(Stored data entries)
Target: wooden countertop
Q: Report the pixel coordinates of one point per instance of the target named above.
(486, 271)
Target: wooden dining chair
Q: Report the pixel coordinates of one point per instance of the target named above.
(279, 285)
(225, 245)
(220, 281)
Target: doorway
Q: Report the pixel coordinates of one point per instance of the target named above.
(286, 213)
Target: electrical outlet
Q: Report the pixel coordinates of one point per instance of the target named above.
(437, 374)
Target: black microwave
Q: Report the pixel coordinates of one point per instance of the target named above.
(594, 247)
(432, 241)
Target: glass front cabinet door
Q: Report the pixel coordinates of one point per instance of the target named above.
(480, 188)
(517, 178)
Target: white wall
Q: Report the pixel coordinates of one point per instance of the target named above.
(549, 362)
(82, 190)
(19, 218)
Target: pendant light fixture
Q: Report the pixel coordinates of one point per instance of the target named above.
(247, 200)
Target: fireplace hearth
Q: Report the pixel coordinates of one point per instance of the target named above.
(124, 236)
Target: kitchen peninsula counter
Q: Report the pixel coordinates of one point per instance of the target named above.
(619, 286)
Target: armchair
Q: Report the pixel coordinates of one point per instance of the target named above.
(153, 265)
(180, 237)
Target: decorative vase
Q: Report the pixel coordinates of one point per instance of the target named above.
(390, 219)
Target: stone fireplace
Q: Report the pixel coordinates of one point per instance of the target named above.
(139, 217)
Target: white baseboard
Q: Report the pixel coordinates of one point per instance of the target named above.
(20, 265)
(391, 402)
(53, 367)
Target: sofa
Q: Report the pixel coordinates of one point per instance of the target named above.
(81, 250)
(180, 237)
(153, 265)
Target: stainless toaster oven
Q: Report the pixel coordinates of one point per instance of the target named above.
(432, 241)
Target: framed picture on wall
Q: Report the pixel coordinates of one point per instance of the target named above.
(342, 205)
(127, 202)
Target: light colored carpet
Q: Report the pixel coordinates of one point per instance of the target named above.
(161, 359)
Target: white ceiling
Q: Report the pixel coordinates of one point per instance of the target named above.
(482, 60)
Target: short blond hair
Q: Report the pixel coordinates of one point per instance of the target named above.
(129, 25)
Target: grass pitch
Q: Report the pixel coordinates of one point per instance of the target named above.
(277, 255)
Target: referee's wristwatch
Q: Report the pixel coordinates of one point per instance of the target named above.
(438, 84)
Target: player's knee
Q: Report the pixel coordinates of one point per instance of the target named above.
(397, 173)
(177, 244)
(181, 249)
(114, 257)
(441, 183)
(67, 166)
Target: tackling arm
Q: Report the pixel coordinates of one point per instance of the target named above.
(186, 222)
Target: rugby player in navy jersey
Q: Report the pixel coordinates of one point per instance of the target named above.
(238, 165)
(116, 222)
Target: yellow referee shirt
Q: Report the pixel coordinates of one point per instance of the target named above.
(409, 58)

# Work instruction
Lines with the word "white" in the data need counting; report the count alone.

# Exercise solution
3